## CONSIGNA
¿Puedes prolongar el fragmento sobre el salto a la valla del 24J a partir de su última oración, con el mismo tono y enfoque?

## FRAGMENTO
Por desgracia, no es la primera vez que España y Marruecos se coordinan para repeler un intento de salto en la valla, ni que Marruecos utiliza la violencia de forma desmedida para defender territorio español. No es nuevo que España devuelva de forma ilegal a personas que ya han conseguido entrar en su territorio, ni lo son los traslados forzosos en buses al desierto. ¿Por qué, entonces, debemos seguir hablando de lo que pasó el 24J? Porque es la prueba definitiva de un cambio de etapa: el Estado español ha virado definitivamente hacia una lógica securitaria y de control de las migraciones, ha abandonado todo enfoque de derechos humanos.
Para analizar este cambio de rumbo es interesante comparar la naturaleza y el tratamiento de los intentos de salto que ha habido antes (marzo) y después (junio) de la firma de acuerdo bilateral del 7 de abril de 2022. En comparación con los saltos de marzo, el número de ataques previos a los campamentos del bosque Gurugú fue mucho mayor en junio. El reducido número de personas que finalmente llegaron al CETI en el salto de junio y las cifras de muertes, heridas y desapariciones reflejan los esfuerzos realizados por Marruecos para contener a las personas migrantes.
Ante estos datos, acompañados de imágenes y testimonios que gritan más dolor del que podemos expresar con palabras, los responsables políticos directos se congratulan por el trabajo «bien resuelto», con escasas menciones ni muestras de luto por las personas asesinadas en la frontera. Mientras tanto, la Unión Europea respalda esta actuación. Es más, lejos de hacer autocrítica, España utilizó lo ocurrido como argumento a favor de seguir militarizando y controlando, aún más, la frontera Sur. Se usa de chivo expiatorio a unas supuestas mafias que controlan el tránsito migratorio que, si bien está confirmada su existencia en la vía marítima, no tienen ninguna relevancia en la vía terrestre. El salto a la valla es el camino utilizado por quienes no tienen ninguna otra manera de alcanzar Europa, es decir, los que no tienen medios para pagar el pasaje en patera. Este sesgo de clase es una muestra más de las lógicas asesinas que azotan los flujos migratorios actuales.

## LISTADO DE DATOS
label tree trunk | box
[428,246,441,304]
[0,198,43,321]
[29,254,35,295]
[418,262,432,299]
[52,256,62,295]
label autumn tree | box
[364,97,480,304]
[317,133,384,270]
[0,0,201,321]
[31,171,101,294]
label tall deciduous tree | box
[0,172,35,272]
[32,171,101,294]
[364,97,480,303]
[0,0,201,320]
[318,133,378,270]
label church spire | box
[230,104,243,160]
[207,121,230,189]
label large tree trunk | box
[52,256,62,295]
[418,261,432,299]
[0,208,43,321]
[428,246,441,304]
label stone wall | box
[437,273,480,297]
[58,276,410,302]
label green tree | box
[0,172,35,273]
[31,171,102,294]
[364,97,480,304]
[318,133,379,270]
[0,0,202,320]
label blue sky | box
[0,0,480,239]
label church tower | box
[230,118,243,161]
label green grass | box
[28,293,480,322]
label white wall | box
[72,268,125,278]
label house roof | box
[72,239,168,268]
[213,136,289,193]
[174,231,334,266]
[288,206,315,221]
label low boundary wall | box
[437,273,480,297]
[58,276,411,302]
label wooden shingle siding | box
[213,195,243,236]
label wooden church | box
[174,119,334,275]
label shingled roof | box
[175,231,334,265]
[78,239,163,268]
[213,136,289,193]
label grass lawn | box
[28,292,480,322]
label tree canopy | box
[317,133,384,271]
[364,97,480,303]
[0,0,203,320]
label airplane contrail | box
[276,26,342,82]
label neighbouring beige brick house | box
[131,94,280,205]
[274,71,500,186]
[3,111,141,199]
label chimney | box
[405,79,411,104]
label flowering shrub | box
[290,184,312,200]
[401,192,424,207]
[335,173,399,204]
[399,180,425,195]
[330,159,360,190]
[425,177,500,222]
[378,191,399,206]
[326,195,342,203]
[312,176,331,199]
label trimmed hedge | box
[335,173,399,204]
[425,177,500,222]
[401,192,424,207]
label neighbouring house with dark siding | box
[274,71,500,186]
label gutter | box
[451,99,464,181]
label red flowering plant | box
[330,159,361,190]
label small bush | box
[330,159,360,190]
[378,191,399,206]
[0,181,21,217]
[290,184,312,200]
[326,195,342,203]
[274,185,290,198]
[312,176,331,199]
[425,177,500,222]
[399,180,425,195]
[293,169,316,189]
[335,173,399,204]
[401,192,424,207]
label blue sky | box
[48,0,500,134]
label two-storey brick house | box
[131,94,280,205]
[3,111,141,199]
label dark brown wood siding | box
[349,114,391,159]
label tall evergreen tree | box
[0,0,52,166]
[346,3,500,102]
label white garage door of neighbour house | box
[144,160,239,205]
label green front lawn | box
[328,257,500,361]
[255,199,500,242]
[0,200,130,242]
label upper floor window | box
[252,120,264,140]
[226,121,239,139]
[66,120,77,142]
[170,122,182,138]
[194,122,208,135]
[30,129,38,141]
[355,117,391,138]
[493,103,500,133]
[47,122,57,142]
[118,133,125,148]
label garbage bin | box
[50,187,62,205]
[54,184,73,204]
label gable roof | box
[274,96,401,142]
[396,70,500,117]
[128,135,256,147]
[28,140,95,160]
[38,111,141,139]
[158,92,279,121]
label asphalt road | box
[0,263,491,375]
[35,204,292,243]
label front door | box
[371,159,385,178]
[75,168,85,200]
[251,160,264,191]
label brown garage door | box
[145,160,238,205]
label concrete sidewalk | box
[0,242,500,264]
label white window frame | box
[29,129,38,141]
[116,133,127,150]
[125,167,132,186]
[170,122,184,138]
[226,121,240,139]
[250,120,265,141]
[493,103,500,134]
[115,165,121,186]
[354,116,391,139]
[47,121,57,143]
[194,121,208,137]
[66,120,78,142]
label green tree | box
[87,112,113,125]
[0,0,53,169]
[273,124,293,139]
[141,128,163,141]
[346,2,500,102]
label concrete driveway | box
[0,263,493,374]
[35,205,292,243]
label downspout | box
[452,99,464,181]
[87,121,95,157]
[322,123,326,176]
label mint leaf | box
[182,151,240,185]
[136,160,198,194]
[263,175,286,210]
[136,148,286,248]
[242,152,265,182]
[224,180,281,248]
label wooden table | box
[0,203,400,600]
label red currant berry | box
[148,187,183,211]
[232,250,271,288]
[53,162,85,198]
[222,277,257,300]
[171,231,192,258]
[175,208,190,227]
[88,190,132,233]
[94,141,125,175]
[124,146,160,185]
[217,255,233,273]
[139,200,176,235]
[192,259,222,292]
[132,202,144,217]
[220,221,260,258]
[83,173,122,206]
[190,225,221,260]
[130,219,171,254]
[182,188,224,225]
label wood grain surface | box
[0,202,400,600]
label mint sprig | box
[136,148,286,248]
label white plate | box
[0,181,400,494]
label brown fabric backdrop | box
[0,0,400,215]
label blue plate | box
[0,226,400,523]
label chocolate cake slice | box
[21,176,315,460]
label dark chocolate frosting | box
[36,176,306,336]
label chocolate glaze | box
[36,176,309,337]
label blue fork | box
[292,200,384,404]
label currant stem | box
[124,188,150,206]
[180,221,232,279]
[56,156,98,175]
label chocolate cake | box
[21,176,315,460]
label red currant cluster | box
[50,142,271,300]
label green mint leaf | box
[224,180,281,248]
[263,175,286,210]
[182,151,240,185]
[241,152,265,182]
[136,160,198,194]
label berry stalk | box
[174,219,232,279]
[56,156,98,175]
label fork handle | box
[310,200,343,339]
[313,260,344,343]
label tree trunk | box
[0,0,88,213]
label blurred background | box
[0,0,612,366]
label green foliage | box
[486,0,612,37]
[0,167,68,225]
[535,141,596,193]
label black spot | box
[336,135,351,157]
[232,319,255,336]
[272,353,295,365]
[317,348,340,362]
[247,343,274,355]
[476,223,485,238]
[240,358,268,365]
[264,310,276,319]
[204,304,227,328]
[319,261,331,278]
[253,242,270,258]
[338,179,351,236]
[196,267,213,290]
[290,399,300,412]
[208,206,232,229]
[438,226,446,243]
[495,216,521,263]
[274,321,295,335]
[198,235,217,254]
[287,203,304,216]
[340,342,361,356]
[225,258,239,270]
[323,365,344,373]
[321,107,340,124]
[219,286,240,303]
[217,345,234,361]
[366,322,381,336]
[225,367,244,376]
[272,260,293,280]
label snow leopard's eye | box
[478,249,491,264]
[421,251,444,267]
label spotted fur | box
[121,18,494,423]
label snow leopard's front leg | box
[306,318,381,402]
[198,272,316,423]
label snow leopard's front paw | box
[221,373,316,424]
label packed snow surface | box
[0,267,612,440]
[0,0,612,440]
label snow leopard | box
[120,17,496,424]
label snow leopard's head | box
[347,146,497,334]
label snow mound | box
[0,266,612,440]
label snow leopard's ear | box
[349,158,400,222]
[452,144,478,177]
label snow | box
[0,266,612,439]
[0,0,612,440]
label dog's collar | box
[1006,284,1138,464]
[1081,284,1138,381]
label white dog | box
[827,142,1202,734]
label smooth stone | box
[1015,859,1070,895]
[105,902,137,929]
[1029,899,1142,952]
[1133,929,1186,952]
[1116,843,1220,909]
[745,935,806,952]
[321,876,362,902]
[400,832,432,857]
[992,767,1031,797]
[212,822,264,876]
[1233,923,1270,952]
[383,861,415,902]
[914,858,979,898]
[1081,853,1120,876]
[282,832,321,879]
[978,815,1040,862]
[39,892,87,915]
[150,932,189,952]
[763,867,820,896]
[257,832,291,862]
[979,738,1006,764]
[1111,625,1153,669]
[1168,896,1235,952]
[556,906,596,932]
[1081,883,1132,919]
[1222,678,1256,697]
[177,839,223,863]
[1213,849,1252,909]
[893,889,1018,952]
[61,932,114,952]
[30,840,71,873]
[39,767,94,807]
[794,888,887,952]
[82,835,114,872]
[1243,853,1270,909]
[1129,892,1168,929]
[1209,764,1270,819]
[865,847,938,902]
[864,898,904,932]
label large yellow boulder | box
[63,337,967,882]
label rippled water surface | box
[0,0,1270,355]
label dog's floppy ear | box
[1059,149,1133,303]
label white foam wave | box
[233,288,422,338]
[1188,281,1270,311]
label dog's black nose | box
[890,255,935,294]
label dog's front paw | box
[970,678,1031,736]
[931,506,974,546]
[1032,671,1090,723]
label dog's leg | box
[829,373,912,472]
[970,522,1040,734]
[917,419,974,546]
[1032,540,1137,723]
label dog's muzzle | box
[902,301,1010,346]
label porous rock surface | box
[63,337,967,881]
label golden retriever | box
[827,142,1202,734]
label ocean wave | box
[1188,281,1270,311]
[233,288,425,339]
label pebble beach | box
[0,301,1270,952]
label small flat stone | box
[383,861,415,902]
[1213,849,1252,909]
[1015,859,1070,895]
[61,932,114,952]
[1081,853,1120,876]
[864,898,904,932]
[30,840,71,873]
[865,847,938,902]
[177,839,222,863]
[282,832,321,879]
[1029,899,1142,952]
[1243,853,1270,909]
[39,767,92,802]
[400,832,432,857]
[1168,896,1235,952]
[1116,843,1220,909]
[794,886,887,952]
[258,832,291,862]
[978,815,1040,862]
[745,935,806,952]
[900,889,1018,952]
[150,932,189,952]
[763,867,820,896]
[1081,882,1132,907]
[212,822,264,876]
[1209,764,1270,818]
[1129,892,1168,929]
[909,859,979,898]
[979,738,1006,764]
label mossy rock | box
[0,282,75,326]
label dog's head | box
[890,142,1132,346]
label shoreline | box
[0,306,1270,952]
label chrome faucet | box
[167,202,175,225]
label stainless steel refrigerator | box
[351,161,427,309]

## RESPUESTA
Podemos decir, entonces, que el fuego del pasado 24J es consecuencia de la verticalización de las fronteras, proceso por el cual la línea fronteriza deja de ser física para convertirse en simbólica, desplazada cada vez más al sur, y que usa a los países del sur global como elementos de control y freno fronterizo a la UE. Por eso, España puede permitirse el lujo de congratularse por lo «bien resuelto» de la situación, en una miopía cómplice y estéril que no va a servir para frenar los flujos migratorios ni, desde luego, hacerlos más seguros. Si seguimos con este enfoque, lo único que conseguiremos será elevar la cifra de muertes tanto en la valla como en el mar. España cede así al chantaje de Marruecos, que usa la migración como moneda de cambio, acalla voces que piden justicia y reparación, e ignora la opción de cambiar el modelo de control migratorio, aliviar las lógicas de securitización y mejorar nuestro sistema de acogida para que, quien quiera llegar a España, pueda hacerlo en condiciones seguras, legales y dignas, y desarrollar su proyecto migratorio.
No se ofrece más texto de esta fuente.